Region pointing data

++++++++

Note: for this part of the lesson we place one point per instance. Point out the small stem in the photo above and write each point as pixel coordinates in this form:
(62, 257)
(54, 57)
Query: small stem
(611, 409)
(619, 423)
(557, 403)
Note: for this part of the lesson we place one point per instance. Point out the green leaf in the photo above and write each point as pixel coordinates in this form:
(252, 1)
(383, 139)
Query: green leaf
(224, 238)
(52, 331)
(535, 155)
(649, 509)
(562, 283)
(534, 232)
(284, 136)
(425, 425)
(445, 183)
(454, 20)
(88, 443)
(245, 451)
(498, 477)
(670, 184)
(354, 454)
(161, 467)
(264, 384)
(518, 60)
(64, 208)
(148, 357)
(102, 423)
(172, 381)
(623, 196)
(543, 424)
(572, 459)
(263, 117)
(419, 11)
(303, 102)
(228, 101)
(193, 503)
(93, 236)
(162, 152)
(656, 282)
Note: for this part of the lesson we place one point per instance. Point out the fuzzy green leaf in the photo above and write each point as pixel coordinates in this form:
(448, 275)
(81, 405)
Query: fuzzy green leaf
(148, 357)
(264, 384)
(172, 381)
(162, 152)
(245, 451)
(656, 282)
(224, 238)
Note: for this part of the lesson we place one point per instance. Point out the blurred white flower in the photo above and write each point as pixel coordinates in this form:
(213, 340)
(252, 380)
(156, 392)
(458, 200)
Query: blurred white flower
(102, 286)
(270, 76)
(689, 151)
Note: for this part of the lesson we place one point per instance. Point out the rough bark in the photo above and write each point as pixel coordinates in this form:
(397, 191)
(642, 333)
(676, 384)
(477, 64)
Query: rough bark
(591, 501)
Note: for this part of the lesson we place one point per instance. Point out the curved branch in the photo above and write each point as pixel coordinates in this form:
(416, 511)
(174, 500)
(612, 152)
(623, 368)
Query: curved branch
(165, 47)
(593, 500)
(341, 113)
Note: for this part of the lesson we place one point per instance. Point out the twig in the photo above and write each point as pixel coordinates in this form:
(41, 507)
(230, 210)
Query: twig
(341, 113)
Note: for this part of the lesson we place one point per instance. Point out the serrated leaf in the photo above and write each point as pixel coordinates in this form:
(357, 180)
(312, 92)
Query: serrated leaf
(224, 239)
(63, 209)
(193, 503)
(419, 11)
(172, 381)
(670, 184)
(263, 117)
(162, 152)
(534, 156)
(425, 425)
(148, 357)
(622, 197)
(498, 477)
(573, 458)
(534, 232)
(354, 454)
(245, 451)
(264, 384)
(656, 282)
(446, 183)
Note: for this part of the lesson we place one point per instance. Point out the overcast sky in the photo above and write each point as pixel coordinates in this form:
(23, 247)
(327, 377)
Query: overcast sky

++++++++

Output each record exactly, leaving nothing out.

# Task solution:
Note: for this part of the lesson we place one point per instance. Point out the small stem in the photo above and write each point as pixel coordinates in this form:
(62, 257)
(54, 57)
Query: small stem
(611, 409)
(619, 423)
(557, 403)
Note: for this part of the lesson we place one point per instance. Point out the green leaf in the photo above and write each point as pixel coordinates in this form:
(252, 1)
(383, 139)
Query: green leaf
(224, 238)
(52, 331)
(535, 155)
(649, 509)
(562, 283)
(534, 232)
(284, 136)
(425, 425)
(445, 183)
(454, 20)
(88, 443)
(245, 451)
(498, 477)
(670, 184)
(354, 454)
(161, 467)
(264, 384)
(518, 60)
(64, 208)
(148, 357)
(102, 423)
(172, 381)
(623, 196)
(543, 424)
(572, 459)
(263, 117)
(419, 11)
(303, 102)
(228, 101)
(193, 503)
(93, 236)
(162, 152)
(656, 282)
Note: for this part of the lesson we place one point per instance. Point out the fuzzy green leaf in the photo above and write each point as pixel coordinates in this form:
(448, 275)
(81, 405)
Query: fuzzy green leaf
(148, 357)
(264, 384)
(172, 381)
(162, 152)
(245, 451)
(656, 282)
(224, 238)
Note: for this part of the lesson we place one point per instance. Point out the blurred white flower in the photo above and write each point as pixel coordinates in this form:
(213, 340)
(252, 380)
(156, 392)
(458, 200)
Query: blurred white flower
(102, 286)
(270, 76)
(689, 151)
Note: for this part of the lesson we place one point per instance. Point out the rough bark in the photo above and write each point as pixel coordinates in this form:
(397, 191)
(642, 333)
(676, 384)
(477, 64)
Query: rough bark
(591, 501)
Note: for this part of the lesson we place one point per instance. Point out the curved branch in the photo above and write each point as pixel coordinates in this form:
(416, 511)
(174, 500)
(612, 152)
(623, 368)
Query: curved branch
(165, 47)
(593, 500)
(341, 113)
Note: for this part of the lesson we place one point per instance. Point out the twig in the photo above and write each point as pixel coordinates in this form:
(41, 507)
(230, 210)
Query: twig
(341, 113)
Note: for this part of the lesson we place one point per instance. Point out the serrated leaf in the photo above and write each point as pixel coordinates in this form:
(357, 180)
(312, 92)
Query: serrated leaf
(224, 239)
(63, 209)
(193, 503)
(419, 11)
(172, 381)
(670, 184)
(263, 117)
(162, 152)
(534, 156)
(425, 425)
(148, 357)
(622, 197)
(498, 477)
(573, 458)
(534, 232)
(354, 454)
(245, 451)
(264, 384)
(656, 282)
(446, 183)
Note: for this part of the lesson we place one point per instance. Point out the overcast sky in the photo above and write each point as pixel coordinates in this form:
(23, 247)
(327, 377)
Query: overcast sky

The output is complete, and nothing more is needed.